## Study text
##############################

Because North Central Florida isn’t exactly known as a breeding ground for elite football players, very few actually ever get that chance.
After starring in both football and basketball at Buchholz High School in Gainesville, wide receiver Trent Whittemore got a chance to live out the dream, signing with the Gators in the Class of 2019.
Getting a chance to play for his hometown team is special enough, but Whittemore’s family connections to the university make it even more special. His mother, the former Missy Aggertt, played volleyball for the Gators in the mid-1990s.
“It’s been really surreal at times,” said Mark Whittemore, Trent’s dad and high school coach. “He grew up obviously as a Gator. His granddad, his great-granddad have played sports for the Florida Gators. It’s a dream come true for him, and it’s fun to hug his neck at the Gator Walk and know that he’s wearing the Orange and Blue.”
The next step for him is to get on the field and contribute. He played in just two games, failed to catch a pass and redshirted this season.
Whittemore didn’t get upset or frustrated by his lack of playing time, his dad said. With four senior receivers leading the way, he understood that he would have to be patient and wait for his turn. Having four seniors ahead of him actually motivated during his redshirt year, as he’ll get an opportunity to compete for playing time earlier in his career than some who play other positions.

##############################

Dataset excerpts
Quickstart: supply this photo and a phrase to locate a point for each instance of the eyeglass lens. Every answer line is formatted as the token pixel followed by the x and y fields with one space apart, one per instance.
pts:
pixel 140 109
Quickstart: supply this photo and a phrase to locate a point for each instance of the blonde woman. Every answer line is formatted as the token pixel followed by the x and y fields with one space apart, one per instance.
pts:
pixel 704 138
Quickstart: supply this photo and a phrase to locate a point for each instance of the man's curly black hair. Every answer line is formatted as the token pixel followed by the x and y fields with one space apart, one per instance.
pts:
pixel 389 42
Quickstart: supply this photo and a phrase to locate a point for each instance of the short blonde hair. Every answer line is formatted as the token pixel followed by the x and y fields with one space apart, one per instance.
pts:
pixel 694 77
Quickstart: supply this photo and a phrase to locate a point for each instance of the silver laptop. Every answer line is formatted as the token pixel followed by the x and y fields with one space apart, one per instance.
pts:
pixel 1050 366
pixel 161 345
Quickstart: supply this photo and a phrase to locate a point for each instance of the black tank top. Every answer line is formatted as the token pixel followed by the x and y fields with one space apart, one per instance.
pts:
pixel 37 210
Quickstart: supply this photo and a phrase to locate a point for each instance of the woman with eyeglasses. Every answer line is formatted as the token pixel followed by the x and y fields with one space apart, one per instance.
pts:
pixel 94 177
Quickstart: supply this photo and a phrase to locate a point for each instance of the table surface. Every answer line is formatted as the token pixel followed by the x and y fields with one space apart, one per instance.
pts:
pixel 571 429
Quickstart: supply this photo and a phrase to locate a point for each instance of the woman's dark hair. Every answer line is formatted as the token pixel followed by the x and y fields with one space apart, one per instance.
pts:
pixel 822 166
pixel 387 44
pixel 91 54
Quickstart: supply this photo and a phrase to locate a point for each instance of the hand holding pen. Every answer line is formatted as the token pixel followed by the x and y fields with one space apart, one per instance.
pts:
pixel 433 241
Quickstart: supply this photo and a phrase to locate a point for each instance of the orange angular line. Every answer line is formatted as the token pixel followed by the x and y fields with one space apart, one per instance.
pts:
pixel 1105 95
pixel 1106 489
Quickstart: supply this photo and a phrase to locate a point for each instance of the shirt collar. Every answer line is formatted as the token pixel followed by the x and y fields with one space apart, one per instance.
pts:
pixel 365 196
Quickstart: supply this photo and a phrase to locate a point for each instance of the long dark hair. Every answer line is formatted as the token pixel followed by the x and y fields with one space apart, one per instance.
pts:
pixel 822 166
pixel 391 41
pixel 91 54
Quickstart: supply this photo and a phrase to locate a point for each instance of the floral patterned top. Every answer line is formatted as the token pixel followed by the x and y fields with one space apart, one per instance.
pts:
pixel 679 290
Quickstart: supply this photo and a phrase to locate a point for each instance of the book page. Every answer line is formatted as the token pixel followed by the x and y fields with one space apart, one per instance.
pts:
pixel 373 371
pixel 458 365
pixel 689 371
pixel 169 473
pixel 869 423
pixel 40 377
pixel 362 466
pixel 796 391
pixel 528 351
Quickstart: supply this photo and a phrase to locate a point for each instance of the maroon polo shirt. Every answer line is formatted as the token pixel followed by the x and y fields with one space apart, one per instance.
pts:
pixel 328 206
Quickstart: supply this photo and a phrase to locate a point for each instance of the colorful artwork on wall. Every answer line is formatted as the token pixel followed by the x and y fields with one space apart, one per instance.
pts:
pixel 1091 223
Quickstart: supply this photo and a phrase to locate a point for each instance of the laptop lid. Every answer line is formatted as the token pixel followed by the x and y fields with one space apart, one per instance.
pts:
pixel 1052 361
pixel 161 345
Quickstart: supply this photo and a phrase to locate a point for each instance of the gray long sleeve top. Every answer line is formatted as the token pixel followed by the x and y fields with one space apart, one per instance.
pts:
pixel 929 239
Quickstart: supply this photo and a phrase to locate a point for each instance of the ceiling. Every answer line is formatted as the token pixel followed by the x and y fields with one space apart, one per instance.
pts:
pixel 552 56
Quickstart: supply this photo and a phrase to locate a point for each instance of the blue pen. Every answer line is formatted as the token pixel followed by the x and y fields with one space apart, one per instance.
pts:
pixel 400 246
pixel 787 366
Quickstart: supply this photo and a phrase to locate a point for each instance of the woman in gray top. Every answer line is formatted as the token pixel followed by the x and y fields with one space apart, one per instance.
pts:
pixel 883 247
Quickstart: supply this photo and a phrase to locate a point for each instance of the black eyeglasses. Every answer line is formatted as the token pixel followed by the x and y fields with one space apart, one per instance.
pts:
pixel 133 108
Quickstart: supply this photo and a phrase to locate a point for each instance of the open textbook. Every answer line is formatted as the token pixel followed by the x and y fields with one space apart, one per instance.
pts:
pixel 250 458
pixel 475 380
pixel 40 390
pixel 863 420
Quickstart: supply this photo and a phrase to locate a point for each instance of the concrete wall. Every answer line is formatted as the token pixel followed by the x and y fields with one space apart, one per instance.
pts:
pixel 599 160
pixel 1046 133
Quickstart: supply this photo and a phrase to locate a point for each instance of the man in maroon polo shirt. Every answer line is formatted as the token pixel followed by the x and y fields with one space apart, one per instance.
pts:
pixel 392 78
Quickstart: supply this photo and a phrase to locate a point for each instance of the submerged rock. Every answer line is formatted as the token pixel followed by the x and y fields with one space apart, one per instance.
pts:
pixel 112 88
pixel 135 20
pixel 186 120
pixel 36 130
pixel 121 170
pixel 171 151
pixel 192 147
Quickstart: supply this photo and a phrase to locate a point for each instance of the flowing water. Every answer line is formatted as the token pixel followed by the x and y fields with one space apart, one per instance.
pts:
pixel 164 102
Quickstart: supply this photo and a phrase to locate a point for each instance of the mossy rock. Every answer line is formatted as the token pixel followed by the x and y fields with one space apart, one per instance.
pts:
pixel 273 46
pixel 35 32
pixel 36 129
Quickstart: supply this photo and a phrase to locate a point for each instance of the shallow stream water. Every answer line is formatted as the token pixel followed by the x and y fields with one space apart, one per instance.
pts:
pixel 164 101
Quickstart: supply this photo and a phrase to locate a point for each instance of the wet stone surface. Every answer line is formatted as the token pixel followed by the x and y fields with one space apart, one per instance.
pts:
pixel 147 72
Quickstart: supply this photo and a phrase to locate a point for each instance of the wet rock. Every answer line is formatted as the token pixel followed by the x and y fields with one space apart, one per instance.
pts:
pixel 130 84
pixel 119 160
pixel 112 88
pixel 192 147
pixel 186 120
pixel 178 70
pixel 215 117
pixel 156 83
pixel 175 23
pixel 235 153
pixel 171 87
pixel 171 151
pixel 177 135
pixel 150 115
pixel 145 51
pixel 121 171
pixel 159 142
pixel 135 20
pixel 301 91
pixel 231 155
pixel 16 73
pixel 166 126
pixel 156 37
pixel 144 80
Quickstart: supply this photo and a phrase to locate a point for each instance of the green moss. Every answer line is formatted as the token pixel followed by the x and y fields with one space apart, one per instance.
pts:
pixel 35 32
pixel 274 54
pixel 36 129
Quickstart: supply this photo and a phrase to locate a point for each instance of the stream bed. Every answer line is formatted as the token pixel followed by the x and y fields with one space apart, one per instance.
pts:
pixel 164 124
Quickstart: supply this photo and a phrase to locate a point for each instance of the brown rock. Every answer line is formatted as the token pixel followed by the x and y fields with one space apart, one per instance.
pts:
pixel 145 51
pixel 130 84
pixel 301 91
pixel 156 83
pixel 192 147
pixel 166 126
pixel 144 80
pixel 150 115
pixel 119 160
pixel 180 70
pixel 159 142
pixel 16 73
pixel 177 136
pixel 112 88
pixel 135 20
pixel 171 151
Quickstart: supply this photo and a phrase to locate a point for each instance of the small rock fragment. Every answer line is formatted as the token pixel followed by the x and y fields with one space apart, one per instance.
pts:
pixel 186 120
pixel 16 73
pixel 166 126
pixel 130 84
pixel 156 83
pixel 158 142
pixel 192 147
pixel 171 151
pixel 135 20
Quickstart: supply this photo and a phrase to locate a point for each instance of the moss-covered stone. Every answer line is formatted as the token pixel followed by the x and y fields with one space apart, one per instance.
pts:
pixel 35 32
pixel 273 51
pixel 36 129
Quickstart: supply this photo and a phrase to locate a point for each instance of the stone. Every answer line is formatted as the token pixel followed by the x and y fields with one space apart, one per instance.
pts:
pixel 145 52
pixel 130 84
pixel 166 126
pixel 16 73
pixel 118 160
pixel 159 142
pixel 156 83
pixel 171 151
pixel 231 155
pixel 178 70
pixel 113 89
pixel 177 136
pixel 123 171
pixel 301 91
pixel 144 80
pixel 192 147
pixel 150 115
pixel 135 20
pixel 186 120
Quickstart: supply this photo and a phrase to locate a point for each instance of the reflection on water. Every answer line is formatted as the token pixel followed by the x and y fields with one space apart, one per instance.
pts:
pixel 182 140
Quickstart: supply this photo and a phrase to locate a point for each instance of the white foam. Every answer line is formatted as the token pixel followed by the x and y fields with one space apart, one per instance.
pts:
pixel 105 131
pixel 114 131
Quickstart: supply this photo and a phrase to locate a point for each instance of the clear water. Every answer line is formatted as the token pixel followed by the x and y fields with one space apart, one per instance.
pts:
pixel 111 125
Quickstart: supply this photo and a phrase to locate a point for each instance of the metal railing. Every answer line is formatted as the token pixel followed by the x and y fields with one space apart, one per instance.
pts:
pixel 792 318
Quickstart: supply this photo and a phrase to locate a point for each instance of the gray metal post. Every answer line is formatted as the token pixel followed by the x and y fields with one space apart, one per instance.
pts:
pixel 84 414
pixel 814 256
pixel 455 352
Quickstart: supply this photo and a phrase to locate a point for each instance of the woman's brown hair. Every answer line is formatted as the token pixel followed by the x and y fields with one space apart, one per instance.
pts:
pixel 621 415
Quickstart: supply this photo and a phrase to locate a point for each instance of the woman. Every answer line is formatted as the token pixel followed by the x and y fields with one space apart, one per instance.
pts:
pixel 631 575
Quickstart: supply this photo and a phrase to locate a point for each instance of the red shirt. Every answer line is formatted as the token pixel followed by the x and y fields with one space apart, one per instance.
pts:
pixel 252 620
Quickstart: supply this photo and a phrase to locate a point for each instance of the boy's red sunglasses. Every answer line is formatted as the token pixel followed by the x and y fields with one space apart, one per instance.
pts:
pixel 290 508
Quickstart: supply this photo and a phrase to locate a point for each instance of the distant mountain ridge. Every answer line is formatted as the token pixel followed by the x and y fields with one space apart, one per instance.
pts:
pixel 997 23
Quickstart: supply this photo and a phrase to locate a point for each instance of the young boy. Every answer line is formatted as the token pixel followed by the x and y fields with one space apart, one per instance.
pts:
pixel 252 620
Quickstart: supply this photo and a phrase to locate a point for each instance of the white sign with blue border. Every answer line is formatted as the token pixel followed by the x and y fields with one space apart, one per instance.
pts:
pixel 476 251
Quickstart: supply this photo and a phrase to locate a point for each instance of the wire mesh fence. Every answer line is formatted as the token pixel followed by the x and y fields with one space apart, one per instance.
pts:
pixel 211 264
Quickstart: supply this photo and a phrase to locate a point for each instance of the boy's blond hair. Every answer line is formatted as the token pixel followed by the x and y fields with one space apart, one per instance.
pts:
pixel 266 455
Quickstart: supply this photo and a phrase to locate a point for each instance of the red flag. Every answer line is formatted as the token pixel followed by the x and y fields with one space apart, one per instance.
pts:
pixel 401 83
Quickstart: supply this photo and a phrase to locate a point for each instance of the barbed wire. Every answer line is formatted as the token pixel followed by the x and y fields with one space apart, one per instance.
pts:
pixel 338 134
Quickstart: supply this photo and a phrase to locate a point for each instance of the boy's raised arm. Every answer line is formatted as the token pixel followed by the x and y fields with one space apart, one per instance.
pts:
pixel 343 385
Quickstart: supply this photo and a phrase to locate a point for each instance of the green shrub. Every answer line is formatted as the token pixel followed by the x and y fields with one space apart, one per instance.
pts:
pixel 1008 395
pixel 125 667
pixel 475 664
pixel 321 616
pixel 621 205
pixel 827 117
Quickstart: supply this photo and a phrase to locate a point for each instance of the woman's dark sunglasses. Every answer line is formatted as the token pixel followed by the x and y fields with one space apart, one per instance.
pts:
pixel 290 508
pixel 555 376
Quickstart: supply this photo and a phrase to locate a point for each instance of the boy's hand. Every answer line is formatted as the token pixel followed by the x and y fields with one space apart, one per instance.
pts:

##############################

## Set of tasks
(1) In the Whittemore article, what sport did Trent's mother play for the Gators?
(2) Retype everything in the Whittemore article from "After starring in" down to "in the mid-1990s.".

## Results by task
(1) Volleyball

(2)
After starring in both football and basketball at Buchholz High School in Gainesville, wide receiver Trent Whittemore got a chance to live out the dream, signing with the Gators in the Class of 2019.
Getting a chance to play for his hometown team is special enough, but Whittemore’s family connections to the university make it even more special. His mother, the former Missy Aggertt, played volleyball for the Gators in the mid-1990s.